● **How to complete this task**:
The output is to match the entries below character for character.

[Source data]
※

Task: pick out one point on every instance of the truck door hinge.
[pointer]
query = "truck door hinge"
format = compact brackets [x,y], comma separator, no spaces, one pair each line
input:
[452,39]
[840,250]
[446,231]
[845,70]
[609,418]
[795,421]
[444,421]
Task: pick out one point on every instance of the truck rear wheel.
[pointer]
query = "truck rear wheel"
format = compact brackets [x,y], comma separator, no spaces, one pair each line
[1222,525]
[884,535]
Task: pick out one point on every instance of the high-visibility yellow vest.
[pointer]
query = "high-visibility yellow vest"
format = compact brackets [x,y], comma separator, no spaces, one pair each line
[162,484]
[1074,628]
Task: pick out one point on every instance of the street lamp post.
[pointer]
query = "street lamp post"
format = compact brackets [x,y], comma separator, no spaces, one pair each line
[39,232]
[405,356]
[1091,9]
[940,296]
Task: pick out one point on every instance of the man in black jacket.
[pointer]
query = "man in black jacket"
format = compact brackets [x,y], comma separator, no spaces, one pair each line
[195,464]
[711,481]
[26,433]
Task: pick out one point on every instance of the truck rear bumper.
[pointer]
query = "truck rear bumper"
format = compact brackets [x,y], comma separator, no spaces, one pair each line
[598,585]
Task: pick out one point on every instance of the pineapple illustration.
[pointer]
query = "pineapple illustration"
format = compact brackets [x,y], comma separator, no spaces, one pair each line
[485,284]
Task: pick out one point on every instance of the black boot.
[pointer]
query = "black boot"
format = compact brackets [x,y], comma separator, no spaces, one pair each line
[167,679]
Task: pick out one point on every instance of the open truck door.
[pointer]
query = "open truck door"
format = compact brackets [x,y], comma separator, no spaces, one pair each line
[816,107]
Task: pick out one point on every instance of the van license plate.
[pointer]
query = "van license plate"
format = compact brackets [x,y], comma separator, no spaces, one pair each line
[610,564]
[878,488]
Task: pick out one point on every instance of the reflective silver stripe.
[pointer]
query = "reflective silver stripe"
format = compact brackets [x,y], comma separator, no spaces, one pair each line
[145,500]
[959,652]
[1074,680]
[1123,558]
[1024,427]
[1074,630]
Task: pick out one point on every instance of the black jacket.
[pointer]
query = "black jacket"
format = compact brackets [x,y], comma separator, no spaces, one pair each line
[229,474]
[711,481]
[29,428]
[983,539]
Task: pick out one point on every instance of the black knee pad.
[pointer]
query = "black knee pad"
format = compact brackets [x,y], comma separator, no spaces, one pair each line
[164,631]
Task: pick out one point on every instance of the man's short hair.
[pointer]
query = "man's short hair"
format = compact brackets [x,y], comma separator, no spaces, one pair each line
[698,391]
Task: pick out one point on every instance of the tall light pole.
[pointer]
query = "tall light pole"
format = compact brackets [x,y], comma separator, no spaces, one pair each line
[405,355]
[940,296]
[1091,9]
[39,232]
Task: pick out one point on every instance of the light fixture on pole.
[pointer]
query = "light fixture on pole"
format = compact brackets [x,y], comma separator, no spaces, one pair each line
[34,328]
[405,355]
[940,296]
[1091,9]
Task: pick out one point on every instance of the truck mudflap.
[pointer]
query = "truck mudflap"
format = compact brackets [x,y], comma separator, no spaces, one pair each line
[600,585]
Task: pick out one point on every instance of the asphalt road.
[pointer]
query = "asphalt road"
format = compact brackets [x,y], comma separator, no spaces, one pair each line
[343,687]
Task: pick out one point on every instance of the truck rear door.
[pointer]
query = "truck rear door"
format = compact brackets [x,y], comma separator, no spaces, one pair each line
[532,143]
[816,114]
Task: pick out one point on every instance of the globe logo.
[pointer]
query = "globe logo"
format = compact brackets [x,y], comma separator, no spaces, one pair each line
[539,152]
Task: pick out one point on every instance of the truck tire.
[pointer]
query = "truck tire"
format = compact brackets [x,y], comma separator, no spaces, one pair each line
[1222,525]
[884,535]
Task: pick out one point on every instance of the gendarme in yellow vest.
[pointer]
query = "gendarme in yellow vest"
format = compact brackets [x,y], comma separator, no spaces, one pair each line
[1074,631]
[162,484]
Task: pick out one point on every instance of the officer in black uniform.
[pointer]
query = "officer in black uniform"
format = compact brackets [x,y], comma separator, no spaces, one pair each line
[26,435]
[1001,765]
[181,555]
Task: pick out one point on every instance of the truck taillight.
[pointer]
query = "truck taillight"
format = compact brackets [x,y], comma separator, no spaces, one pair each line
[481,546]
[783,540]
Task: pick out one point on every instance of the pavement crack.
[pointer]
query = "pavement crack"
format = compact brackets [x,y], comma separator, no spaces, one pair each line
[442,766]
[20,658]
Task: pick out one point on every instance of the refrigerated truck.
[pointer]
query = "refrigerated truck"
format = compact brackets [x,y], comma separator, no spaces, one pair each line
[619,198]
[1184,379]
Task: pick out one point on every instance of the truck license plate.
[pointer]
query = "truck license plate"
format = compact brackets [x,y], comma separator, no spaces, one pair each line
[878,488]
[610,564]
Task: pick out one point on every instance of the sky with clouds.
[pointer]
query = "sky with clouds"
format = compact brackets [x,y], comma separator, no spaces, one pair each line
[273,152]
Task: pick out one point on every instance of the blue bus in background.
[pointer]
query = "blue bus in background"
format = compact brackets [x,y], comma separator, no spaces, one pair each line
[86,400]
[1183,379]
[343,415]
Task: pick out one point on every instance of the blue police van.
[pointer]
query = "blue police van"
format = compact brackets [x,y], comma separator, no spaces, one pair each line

※

● **Response below**:
Task: pick out one point on every instance of the truck door hinge.
[pointer]
query = "truck door hinge"
format = compact brackets [x,y], comma separator, no spaces, one pair each line
input:
[452,39]
[840,250]
[446,231]
[845,70]
[609,418]
[795,421]
[444,421]
Task: pick out one point on every instance of the truck rear wheel.
[pointer]
query = "truck rear wheel"
format = compact brackets [x,y], comma separator, no spaces, one pair each line
[1222,525]
[884,535]
Task: pick out one point on every instance of the high-visibility yellow vest.
[pointer]
query = "high-visibility yellow vest"
format = compact brackets [x,y], comma separator, no spaces, one pair each line
[162,484]
[1074,628]
Task: pick out one point on every instance of the street lamp post.
[pointer]
query = "street lamp post"
format = compact brackets [x,y], comma separator, no spaces, one pair each line
[39,232]
[405,356]
[1091,9]
[940,296]
Task: pick out one point on every instance of the man in black jacket.
[pointer]
query = "man in black jacket"
format = compact brackets [x,y], comma separator, no spaces, one pair each line
[195,464]
[711,481]
[26,433]
Task: pick out one point on every instance of the truck rear bumper.
[pointer]
query = "truck rear bumper"
format = compact brackets [x,y], comma separator, no spaces, one pair each line
[598,585]
Task: pick out one point on every instance of the pineapple illustration.
[pointer]
query = "pineapple illustration"
format = compact brackets [x,y], comma separator, no spaces, one pair each line
[485,284]
Task: pick out one point on every instance of the black boot.
[pointer]
query = "black boot"
format = compact brackets [x,y], comma separator, no spaces, one pair each line
[167,679]
Task: pick out one point on every instance of the open truck door.
[pointer]
query = "open truck door"
format = compact brackets [x,y], comma separator, no spaces, one pair each line
[816,107]
Task: pick out one point on every instance of the van license plate.
[pointer]
query = "van license plate"
format = compact brackets [x,y], comma separator, no spaces, one pair each line
[610,564]
[878,488]
Task: pick out one point on every instance of the reflective silver stripe.
[pointer]
query = "reflective silver stripe"
format = compact brackets [x,y], comma separator, no spaces, one pair each line
[145,500]
[959,652]
[1074,680]
[1123,558]
[1024,427]
[1074,630]
Task: pick out one point on every instance of the black jacket.
[pointer]
query = "black jacket"
format = compact brackets [x,y], comma separator, no spaces, one pair each line
[229,474]
[711,481]
[29,428]
[983,539]
Task: pick out one point on every instance of the black knee pad.
[pointer]
query = "black knee pad"
format = compact brackets [x,y], comma separator, no spaces, one pair each line
[164,631]
Task: pick out one point on every instance of the man's short hair.
[pointer]
query = "man's short hair"
format = compact brackets [x,y], comma separator, no spaces, one pair each line
[698,391]
Task: pick out one point on every instance of the tall light pole.
[pointer]
query = "tall light pole"
format = compact brackets [x,y], comma separator, no spaces, one pair each line
[405,355]
[940,296]
[1091,9]
[39,232]
Task: pick out one point on every instance of the light fixture on pole.
[pointer]
query = "light fixture on pole"
format = compact brackets [x,y], comma separator, no spaces, one pair each line
[34,328]
[405,355]
[940,296]
[1091,9]
Task: pick out one point on every instance of the truck mudflap.
[pointer]
query = "truck mudflap"
format = compact brackets [x,y], comma separator, no spaces, one pair each line
[600,585]
Task: pick out one point on every instance of the asphalt road.
[pointer]
query = "asphalt road"
format = compact brackets [x,y], comma separator, no spaces, one pair each line
[343,687]
Task: pick out one point on every instance of the truck rear door.
[pointer]
query = "truck rear door"
format = compact brackets [x,y], comma separator, no spaces, one pair each line
[532,143]
[816,114]
Task: pick out one point on every instance of the globe logo.
[pointer]
query = "globe logo"
format = compact brackets [x,y], comma separator, no spaces, one pair each line
[539,152]
Task: pick out one point on every instance of the truck tire.
[pointer]
query = "truck tire"
format = compact brackets [x,y], comma separator, no spaces, one pair each line
[1222,525]
[884,535]
Task: pick out one point on every instance of the gendarme in yellow vest.
[pointer]
query = "gendarme in yellow vest"
format = compact brackets [x,y], comma separator, no spaces, one pair each line
[1074,631]
[162,484]
Task: pick out one point on every instance of the officer in black uniform.
[pointer]
query = "officer in black uniform"
format = compact brackets [x,y], comma separator, no spaces, one pair each line
[26,435]
[1001,765]
[181,555]
Task: pick out one point on every instance of the truck taillight.
[pointer]
query = "truck taillight"
format = compact brackets [x,y], comma separator, no spaces, one pair each line
[481,546]
[783,540]
Task: pick out one point on every instance of the pavement crack.
[pointer]
query = "pavement crack"
format = compact brackets [x,y], comma separator, no spaces, one pair each line
[442,766]
[20,658]
Task: pick out one point on every instance of the refrigerated truck.
[pointer]
query = "refrigerated truck"
format = compact brackets [x,y], comma separator, no spaces, one pair each line
[619,198]
[1184,379]
Task: pick out one point on every instance of the truck license plate.
[pointer]
query = "truck license plate"
format = compact brackets [x,y], comma separator, no spaces, one pair each line
[878,488]
[610,564]
Task: pick out one point on every instance of the sky with clouds.
[pointer]
query = "sky with clouds"
format = compact brackets [x,y], comma separator, no spaces, one pair each line
[273,152]
Task: pick out one point on every instance of the blue bus in background.
[pointer]
query = "blue bus in background"
format = compact brackets [x,y], comma separator, no spaces, one pair each line
[86,400]
[1183,379]
[343,415]
Task: pick out one point on every instance of the blue police van.
[pointer]
query = "blue police van"
format = compact brackets [x,y], comma separator, no spaces, one pair each line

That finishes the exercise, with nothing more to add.